##### Passage #####

SUTCLIFFE RESOURCES LTD.
SHARE OPTION PLAN
1. Purpose of Plan
The purpose of this plan (the "Plan") is to develop the interest of officers, Directors, Employees, Management Company Employees, and Consultants of Sutcliffe Resources Ltd. and its subsidiaries (collectively, the "Corporation") in the growth and development of the Corporation by providing them with the opportunity through share purchase options to acquire an increased proprietary interest in the Corporation.
2. Administration
The Plan shall be administered by the board of directors of the Corporation (the "Board of Directors"), or if appointed, by a special committee of Directors appointed from time to time by the Board of Directors (such committee, or if no such committee is appointed, the Board of Directors of the Corporation, is hereinafter referred to as the "Committee") pursuant to rules of procedure fixed by the Board of Directors.

#####

▶ _The tasks_:
1) Reproduce the part of the share option plan that opens with the words containing "2. Administration" and closes with "Board of Directors.".
2) Answer these questions from the share option plan:
(a) What two entities does the term "Corporation" cover together?
(b) By what means does the Plan give participants the chance to gain a greater proprietary interest?
(c) Who administers the Plan when no special committee has been appointed?
The lines that come after this play no part in what is asked here.

##### Data listing #####

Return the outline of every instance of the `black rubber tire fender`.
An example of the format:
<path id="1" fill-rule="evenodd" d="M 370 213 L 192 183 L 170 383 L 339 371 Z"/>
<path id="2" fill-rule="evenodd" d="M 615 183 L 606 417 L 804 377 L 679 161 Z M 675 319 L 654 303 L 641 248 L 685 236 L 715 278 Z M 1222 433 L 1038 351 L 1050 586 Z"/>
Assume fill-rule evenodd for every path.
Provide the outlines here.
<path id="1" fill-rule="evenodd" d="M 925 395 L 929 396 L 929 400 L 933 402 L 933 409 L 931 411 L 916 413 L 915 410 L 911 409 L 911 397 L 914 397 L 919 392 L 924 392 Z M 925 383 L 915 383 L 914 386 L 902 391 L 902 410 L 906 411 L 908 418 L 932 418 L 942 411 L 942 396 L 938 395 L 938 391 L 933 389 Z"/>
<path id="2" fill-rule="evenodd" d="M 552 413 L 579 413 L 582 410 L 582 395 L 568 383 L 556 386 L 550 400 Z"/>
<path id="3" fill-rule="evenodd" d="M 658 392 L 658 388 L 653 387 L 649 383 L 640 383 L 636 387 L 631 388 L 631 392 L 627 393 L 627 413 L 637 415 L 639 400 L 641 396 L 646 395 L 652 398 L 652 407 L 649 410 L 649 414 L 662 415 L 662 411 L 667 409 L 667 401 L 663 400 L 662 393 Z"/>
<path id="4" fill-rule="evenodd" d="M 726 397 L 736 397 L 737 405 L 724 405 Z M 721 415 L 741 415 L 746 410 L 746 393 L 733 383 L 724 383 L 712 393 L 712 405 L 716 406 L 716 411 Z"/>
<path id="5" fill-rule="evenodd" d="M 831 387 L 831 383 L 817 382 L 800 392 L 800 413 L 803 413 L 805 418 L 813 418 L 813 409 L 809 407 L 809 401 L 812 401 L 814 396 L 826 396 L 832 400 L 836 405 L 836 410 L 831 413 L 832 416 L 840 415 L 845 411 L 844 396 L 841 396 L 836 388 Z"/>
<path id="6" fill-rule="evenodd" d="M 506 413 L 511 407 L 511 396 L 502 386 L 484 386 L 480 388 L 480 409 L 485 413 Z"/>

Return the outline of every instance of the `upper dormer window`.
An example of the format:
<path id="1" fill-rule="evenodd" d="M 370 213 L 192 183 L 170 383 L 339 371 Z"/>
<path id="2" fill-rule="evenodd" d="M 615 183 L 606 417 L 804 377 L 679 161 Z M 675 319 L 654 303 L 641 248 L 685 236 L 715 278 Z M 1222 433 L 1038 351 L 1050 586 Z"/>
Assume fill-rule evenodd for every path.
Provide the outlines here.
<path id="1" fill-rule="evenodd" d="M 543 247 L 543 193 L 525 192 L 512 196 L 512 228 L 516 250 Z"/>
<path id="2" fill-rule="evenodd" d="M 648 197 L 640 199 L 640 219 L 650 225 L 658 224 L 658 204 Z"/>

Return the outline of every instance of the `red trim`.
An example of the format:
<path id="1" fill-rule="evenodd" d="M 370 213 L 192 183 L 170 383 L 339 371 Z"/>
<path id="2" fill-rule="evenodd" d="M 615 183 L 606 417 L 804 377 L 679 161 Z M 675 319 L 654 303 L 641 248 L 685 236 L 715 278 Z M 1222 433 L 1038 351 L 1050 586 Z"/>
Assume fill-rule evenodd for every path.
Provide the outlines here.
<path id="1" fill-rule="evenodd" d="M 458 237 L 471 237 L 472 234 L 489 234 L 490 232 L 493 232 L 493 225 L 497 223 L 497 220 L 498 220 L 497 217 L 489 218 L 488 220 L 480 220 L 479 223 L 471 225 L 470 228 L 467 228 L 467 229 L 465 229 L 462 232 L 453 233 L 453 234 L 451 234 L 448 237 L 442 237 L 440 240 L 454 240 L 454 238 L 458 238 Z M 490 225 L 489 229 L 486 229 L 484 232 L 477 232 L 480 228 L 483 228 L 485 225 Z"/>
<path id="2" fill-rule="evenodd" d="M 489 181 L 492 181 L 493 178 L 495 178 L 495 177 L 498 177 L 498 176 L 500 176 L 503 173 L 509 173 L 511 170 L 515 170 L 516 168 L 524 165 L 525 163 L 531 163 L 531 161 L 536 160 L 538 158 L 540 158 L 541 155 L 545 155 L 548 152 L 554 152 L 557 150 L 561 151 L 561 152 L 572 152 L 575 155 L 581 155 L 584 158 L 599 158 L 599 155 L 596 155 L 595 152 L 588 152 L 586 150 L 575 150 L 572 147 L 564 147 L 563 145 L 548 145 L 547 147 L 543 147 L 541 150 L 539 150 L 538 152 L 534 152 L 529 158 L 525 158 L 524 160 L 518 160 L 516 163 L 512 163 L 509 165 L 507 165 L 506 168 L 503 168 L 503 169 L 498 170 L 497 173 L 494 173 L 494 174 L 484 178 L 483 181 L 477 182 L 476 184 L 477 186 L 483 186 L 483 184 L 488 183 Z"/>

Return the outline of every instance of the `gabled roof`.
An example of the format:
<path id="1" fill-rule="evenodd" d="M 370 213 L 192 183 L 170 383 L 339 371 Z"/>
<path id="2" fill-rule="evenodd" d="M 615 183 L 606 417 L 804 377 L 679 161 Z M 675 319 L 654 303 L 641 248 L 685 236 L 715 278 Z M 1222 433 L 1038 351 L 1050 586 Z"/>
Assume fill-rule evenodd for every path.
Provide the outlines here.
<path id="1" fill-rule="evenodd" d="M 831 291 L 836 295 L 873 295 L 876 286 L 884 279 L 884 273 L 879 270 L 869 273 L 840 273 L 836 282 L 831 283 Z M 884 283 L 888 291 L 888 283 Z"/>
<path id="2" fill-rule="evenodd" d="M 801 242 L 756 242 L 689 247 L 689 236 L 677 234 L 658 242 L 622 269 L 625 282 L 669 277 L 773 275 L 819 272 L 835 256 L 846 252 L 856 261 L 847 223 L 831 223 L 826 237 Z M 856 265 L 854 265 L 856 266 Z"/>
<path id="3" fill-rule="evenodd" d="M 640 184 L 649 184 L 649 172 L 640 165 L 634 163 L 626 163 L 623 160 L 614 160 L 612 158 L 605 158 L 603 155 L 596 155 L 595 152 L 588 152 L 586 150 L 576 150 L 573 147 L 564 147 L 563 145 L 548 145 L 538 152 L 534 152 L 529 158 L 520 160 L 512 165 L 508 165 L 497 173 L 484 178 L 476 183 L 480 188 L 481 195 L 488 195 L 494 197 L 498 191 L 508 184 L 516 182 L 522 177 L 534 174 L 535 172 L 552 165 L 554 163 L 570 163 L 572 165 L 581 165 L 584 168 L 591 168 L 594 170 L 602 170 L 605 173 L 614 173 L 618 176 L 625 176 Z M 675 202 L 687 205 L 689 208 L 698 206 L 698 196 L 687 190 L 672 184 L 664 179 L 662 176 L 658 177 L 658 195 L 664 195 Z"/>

#####

▶ _Completed exercise_:
1)
2. Administration
The Plan shall be administered by the board of directors of the Corporation (the "Board of Directors"), or if appointed, by a special committee of Directors appointed from time to time by the Board of Directors (such committee, or if no such committee is appointed, the Board of Directors of the Corporation, is hereinafter referred to as the "Committee") pursuant to rules of procedure fixed by the Board of Directors.

2)
(a) Sutcliffe Resources Ltd. and its subsidiaries.
(b) Share purchase options.
(c) The Board of Directors of the Corporation.